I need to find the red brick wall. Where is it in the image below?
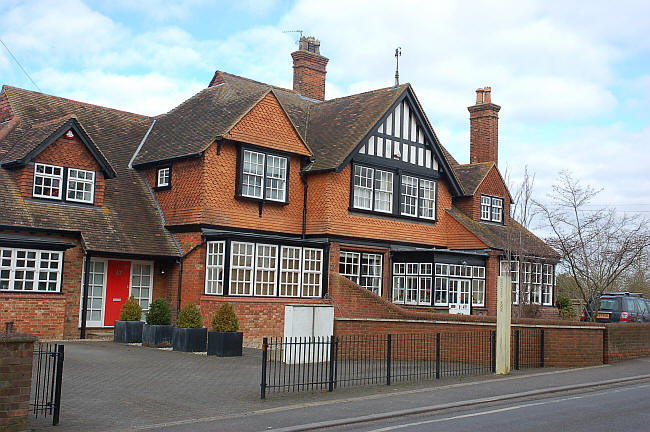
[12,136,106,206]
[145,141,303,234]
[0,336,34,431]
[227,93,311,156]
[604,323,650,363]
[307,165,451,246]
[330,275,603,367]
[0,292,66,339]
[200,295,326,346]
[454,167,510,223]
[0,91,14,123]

================

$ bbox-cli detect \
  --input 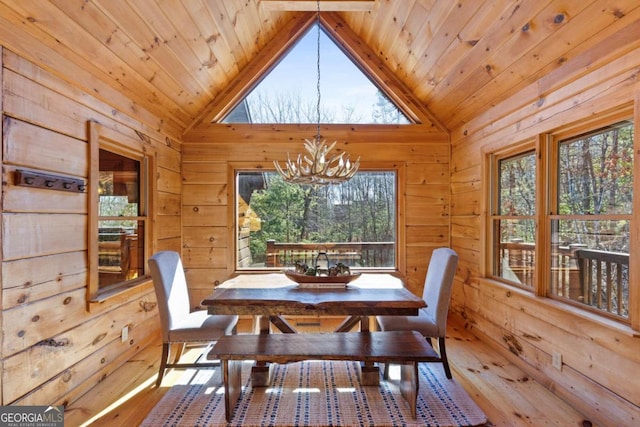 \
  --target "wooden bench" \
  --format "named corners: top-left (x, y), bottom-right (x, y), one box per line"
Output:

================

Required work:
Show each line of the records above that contains the word "wall".

Output:
I need to find the red brick wall. Where is it in the image below?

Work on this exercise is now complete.